**Provided material**
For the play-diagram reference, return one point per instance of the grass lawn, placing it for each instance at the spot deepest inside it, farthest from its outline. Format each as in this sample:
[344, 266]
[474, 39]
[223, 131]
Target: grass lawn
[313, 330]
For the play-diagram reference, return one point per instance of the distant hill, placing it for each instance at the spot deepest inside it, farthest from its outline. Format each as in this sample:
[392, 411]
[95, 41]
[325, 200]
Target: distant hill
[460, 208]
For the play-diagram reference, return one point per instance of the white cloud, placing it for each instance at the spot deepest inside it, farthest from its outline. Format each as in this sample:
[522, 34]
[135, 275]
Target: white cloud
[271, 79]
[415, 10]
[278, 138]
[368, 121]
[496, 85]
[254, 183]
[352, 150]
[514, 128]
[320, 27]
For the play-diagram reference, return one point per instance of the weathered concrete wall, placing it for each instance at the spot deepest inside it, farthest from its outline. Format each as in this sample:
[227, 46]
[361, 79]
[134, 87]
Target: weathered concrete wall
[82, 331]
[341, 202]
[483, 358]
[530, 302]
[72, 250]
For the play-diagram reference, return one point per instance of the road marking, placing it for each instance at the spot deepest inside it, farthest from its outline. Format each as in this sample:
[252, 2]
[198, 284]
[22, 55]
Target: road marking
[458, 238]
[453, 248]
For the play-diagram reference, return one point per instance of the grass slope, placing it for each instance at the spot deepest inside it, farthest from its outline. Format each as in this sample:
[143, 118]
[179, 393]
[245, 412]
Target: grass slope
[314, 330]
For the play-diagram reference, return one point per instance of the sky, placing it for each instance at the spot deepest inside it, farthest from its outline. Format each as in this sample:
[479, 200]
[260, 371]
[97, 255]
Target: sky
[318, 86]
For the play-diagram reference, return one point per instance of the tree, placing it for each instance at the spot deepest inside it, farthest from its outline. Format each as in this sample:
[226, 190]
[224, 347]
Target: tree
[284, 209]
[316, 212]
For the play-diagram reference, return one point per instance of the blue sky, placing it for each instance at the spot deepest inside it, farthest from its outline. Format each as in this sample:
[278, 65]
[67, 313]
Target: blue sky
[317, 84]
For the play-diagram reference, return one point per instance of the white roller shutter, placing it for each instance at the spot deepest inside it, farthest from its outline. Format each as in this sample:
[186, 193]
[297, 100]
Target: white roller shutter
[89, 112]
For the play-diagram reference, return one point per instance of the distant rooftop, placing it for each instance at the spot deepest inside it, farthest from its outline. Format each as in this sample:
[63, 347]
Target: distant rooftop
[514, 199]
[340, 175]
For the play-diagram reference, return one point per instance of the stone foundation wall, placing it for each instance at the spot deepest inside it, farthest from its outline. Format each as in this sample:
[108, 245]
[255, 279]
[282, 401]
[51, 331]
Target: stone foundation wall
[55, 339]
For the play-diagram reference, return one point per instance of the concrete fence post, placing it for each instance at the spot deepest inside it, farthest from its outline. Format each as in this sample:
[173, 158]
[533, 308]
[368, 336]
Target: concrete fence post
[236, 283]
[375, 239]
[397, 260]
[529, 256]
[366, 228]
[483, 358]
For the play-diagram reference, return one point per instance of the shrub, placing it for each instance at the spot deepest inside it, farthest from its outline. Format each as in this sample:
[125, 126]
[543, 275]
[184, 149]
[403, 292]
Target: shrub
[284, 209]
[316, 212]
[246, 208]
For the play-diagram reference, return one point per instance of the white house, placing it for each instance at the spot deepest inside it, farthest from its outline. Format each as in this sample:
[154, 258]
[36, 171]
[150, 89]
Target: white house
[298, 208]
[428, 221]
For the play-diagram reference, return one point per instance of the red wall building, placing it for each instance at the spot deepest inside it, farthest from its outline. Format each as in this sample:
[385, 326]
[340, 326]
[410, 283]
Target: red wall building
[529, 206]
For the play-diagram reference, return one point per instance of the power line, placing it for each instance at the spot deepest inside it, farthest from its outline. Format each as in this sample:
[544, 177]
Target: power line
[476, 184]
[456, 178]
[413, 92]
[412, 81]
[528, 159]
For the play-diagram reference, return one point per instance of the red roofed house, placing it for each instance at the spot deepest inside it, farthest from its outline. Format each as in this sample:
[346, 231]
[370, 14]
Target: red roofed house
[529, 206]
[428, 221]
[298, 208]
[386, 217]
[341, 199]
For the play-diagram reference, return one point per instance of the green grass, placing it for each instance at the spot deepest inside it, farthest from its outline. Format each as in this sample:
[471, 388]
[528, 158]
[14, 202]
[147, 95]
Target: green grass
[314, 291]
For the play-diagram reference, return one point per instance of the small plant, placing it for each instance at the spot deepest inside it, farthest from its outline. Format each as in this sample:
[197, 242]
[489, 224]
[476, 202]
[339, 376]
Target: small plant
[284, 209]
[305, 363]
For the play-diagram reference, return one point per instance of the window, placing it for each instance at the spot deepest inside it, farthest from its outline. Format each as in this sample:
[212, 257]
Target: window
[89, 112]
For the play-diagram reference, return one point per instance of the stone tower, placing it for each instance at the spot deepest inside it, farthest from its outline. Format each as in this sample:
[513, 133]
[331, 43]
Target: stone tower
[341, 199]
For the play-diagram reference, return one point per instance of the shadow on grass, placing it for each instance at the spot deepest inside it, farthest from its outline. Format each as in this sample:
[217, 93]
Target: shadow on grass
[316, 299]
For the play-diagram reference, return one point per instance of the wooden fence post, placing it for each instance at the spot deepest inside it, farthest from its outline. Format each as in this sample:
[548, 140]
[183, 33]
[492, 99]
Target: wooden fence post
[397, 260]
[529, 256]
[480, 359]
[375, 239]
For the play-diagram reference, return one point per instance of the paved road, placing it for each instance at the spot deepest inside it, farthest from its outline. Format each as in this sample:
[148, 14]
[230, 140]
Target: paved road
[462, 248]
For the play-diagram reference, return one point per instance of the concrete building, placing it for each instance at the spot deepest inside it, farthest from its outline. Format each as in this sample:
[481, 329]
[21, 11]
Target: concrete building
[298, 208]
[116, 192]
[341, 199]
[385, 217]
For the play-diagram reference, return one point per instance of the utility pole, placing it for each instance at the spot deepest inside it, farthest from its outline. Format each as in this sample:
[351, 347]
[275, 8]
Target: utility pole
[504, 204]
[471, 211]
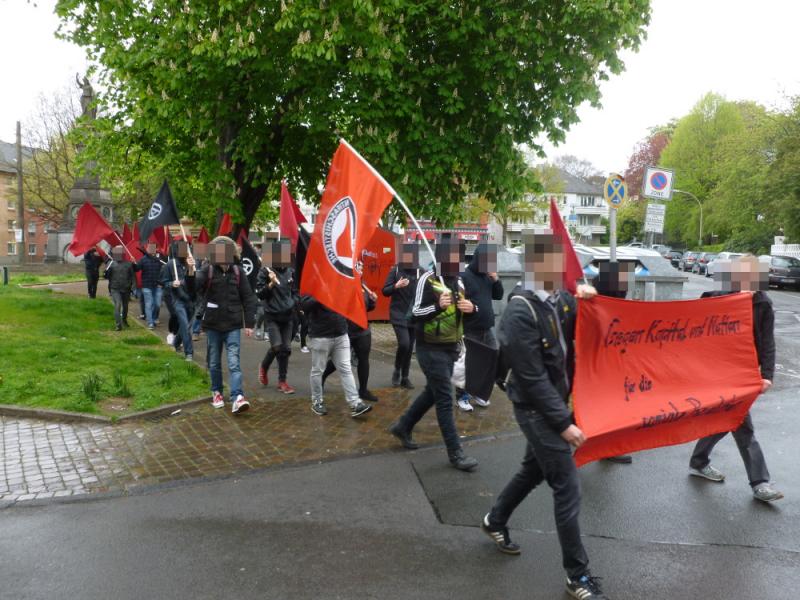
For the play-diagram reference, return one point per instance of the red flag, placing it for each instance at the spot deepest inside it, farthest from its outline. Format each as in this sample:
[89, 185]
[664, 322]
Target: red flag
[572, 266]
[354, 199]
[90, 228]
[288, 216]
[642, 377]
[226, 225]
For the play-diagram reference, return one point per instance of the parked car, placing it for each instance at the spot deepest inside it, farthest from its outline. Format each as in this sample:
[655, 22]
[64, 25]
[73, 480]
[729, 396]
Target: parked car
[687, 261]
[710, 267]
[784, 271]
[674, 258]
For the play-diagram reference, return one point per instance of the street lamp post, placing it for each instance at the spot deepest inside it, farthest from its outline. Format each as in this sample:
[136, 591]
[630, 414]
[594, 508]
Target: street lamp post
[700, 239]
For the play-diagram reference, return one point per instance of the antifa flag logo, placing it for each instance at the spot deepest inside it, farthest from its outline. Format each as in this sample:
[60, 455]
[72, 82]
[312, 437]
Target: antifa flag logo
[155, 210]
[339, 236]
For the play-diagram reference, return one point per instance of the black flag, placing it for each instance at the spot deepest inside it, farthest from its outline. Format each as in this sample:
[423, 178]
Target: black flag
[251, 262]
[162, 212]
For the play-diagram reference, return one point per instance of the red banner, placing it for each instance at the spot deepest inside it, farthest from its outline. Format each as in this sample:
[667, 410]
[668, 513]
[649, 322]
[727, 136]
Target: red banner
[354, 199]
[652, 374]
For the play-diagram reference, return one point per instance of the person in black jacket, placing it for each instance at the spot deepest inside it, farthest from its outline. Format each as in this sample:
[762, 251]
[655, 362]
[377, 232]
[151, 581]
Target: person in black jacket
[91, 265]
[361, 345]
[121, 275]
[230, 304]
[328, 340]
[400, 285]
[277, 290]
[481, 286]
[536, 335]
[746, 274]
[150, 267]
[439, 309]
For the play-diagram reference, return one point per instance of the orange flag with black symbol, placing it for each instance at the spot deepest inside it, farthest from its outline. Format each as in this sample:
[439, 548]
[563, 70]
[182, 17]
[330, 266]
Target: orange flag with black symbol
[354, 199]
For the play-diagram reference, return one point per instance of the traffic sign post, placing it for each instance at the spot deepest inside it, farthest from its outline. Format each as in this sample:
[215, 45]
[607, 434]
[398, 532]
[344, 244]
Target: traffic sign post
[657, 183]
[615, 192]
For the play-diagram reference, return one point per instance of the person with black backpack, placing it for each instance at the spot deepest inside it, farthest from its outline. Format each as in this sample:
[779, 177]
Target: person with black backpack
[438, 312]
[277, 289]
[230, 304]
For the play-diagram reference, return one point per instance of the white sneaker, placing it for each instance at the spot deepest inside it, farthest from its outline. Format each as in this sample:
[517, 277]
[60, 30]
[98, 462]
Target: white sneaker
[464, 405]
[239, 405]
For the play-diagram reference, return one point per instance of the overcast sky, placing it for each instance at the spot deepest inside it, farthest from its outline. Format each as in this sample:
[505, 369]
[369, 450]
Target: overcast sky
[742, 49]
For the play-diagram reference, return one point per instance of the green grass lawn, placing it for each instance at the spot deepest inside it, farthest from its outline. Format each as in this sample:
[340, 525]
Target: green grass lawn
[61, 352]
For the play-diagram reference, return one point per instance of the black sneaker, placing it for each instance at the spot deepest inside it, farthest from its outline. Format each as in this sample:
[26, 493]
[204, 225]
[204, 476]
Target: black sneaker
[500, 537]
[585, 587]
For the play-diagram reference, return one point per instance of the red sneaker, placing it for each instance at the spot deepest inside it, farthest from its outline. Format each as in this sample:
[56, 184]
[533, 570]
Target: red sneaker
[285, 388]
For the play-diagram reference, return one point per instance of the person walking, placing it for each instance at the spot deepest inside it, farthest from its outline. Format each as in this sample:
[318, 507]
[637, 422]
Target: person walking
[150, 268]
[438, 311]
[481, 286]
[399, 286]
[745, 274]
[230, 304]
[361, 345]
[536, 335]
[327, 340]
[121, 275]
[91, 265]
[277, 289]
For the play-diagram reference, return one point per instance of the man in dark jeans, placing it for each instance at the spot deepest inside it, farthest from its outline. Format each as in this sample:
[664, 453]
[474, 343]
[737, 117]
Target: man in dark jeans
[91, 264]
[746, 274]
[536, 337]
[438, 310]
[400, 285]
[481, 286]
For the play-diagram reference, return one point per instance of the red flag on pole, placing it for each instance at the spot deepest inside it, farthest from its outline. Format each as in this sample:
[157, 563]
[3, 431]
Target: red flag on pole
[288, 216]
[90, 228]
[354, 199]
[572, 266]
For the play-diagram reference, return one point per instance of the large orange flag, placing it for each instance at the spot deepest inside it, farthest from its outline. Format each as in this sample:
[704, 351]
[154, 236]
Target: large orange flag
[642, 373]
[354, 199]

==

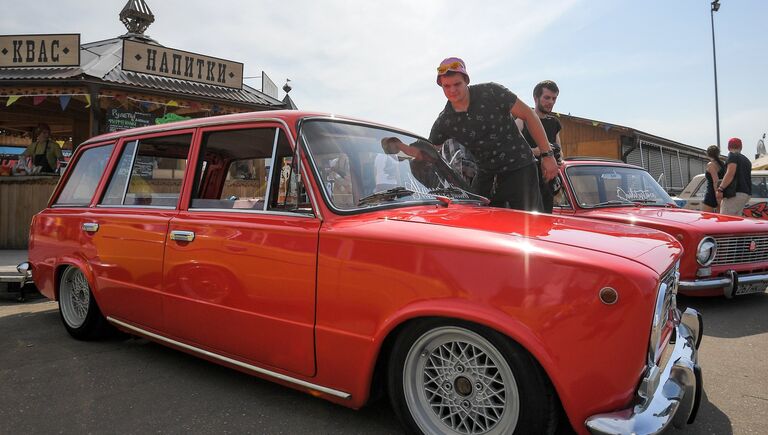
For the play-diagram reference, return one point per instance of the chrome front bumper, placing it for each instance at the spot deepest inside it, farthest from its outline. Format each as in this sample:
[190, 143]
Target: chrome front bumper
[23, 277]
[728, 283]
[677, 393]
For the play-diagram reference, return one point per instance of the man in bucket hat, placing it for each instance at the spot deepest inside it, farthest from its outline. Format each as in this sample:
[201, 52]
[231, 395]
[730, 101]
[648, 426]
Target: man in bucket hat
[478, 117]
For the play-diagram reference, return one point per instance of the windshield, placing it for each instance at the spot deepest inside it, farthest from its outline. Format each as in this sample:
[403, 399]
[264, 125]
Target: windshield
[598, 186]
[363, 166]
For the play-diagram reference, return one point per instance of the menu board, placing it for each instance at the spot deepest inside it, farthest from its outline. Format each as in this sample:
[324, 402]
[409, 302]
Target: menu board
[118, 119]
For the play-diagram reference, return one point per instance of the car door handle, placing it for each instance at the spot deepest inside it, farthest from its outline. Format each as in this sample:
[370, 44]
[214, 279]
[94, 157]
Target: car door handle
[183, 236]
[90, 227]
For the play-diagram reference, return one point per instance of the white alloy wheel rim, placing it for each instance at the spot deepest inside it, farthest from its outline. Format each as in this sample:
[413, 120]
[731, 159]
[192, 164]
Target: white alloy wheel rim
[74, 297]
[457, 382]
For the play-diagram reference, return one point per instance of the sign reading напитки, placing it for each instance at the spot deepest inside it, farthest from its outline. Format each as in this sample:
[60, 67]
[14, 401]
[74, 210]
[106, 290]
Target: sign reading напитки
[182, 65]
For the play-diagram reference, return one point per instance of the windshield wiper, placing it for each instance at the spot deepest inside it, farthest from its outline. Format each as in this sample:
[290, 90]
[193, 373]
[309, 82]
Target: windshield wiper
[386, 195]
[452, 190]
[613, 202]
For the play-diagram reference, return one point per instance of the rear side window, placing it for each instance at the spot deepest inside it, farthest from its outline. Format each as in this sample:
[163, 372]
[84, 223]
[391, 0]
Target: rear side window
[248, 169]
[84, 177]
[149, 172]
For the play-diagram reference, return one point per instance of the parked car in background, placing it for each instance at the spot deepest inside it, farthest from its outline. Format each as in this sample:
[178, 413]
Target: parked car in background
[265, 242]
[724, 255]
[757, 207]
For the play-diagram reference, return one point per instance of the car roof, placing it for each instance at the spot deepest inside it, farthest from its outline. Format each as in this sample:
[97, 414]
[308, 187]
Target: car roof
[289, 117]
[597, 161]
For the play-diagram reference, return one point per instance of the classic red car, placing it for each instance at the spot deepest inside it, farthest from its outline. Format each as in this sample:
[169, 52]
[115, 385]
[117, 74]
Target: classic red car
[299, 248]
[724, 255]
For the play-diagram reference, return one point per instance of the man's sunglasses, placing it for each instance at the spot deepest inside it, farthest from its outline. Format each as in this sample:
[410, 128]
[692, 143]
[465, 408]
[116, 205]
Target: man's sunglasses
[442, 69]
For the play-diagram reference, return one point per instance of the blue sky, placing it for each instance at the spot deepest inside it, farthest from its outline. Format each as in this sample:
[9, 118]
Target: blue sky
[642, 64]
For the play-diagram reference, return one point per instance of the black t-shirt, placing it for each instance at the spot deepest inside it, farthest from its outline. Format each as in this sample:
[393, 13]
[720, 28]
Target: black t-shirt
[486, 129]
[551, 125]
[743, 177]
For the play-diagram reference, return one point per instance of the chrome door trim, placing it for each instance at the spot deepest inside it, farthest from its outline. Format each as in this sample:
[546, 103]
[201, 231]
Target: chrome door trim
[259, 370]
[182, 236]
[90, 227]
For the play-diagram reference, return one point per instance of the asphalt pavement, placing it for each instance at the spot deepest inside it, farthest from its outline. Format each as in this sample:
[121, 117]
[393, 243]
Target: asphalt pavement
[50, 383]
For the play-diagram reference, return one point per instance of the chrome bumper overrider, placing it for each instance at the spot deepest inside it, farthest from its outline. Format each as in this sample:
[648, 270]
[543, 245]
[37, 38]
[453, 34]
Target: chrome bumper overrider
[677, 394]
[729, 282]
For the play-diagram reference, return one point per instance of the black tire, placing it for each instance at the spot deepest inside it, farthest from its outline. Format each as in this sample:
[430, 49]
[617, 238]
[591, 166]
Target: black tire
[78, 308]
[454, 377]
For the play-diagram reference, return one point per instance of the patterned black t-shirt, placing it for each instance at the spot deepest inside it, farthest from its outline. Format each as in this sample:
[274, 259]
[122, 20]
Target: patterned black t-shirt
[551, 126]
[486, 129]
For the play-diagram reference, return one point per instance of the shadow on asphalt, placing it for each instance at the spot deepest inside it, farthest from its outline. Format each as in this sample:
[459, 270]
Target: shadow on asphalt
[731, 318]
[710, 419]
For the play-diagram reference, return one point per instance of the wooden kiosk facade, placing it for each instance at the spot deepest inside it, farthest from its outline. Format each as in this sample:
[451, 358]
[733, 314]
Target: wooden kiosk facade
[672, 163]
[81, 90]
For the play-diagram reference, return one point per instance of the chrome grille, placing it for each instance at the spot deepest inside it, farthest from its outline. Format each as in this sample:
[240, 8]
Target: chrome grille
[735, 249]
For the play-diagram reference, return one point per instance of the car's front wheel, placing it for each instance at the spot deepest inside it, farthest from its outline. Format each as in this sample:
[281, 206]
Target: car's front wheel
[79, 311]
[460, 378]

**Work to be completed**
Please pull out every line in the rows above that contains the string "bucket" and list those lines as they appear.

**Reply**
For the play-diagram reference, return one point per instance of the man in bucket hat, placing it for each instance at the spot deepest inside it, farthest from its outline. Format each as in this sample:
Target: man in bucket hat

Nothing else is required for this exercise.